§ **Description of the task**
Scan the data that follows and count the lines with the string "outlines"; answer with the count alone.
[[ Data for review, beginning ]]
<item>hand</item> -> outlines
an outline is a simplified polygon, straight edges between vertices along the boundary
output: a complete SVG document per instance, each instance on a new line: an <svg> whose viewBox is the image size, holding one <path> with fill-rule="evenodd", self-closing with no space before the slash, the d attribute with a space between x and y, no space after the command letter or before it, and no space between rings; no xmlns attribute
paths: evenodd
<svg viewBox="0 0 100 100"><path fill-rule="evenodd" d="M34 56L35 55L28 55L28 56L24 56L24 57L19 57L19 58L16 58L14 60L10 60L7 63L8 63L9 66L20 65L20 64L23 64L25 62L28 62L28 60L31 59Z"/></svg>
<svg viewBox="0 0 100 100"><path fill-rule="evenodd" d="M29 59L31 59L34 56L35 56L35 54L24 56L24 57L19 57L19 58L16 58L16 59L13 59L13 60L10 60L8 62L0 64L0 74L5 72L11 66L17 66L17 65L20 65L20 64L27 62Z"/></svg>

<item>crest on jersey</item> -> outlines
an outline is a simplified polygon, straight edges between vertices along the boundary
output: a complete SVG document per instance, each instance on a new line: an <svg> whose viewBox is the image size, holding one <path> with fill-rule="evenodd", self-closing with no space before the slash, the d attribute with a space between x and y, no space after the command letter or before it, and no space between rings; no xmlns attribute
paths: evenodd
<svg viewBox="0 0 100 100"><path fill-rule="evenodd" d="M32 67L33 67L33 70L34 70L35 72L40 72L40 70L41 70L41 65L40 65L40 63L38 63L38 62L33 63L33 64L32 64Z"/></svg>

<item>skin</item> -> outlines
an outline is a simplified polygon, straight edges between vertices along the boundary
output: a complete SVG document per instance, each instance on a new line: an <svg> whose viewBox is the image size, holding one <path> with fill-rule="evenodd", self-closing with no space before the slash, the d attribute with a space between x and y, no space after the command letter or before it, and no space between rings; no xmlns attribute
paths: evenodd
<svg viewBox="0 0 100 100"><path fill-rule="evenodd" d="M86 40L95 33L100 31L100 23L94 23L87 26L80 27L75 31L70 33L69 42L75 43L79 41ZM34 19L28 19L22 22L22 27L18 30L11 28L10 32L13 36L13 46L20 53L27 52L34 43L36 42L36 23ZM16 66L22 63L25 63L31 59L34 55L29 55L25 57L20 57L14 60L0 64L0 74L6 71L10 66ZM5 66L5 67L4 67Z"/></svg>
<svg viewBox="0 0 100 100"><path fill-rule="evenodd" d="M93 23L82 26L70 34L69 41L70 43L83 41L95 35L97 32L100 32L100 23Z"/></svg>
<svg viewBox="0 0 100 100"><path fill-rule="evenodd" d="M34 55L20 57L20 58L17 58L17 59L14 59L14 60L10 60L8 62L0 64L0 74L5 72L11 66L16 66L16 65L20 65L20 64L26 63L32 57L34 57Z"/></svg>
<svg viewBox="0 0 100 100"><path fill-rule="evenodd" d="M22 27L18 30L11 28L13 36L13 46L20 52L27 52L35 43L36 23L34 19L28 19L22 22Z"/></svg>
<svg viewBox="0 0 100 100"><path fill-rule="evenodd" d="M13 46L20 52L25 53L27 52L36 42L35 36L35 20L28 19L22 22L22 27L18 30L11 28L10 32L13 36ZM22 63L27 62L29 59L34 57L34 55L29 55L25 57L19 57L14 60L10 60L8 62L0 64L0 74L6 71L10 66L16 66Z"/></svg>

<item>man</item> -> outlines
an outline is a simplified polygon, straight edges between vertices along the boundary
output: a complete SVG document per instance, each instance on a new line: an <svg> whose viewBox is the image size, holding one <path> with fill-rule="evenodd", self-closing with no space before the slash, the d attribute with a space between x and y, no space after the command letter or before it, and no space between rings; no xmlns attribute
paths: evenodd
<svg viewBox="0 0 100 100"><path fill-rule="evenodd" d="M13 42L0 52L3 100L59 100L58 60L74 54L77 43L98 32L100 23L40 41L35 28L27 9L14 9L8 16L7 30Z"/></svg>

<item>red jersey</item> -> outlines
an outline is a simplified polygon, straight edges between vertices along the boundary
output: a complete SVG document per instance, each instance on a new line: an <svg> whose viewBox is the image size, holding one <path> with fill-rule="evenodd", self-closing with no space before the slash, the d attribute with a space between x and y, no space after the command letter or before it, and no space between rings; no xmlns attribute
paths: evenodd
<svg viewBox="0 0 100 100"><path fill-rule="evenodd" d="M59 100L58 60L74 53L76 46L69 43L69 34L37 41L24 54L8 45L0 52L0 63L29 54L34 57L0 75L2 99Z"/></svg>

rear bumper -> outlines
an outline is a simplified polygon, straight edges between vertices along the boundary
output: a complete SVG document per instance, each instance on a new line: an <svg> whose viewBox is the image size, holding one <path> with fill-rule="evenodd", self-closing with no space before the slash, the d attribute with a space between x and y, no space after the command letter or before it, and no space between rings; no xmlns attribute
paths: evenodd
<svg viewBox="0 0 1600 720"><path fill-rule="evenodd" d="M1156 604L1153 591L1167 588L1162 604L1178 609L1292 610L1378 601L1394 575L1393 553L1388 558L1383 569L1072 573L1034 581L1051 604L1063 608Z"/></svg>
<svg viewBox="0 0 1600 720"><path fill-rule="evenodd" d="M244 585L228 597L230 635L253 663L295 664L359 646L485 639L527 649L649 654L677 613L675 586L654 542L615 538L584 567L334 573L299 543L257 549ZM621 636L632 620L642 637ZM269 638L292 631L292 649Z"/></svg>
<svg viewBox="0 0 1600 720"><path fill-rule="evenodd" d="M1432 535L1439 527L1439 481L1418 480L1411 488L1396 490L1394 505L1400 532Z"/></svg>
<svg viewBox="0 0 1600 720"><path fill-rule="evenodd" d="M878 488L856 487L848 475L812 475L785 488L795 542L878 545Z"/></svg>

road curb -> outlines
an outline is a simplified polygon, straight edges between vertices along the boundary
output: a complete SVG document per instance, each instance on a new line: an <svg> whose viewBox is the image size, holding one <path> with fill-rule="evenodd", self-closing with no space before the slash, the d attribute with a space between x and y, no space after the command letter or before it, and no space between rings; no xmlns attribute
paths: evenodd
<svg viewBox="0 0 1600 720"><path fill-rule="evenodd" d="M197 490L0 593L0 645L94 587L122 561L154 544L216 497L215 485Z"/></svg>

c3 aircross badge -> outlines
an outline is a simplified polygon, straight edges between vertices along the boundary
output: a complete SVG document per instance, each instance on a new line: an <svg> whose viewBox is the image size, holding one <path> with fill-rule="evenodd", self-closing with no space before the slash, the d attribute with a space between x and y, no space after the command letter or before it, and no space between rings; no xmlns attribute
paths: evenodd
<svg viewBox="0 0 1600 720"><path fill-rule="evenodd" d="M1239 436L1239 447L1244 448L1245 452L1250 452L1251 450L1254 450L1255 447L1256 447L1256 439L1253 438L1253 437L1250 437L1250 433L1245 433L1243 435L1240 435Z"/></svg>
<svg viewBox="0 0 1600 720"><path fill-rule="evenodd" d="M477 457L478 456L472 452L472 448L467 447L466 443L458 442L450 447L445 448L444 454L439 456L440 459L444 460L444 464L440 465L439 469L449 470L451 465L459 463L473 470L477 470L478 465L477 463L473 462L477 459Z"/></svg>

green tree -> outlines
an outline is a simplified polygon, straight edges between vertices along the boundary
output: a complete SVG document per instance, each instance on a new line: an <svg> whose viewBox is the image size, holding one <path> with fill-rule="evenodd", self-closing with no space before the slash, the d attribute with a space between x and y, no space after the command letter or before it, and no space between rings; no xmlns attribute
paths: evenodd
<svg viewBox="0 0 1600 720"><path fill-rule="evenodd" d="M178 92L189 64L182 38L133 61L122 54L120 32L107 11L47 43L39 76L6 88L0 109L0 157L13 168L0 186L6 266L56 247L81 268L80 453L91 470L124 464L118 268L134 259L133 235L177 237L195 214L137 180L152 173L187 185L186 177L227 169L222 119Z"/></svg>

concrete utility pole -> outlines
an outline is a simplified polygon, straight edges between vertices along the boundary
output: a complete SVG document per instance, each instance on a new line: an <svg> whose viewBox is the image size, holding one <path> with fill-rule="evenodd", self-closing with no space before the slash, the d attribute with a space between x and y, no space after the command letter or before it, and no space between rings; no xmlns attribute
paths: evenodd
[[ Data for review, end ]]
§ **Answer box**
10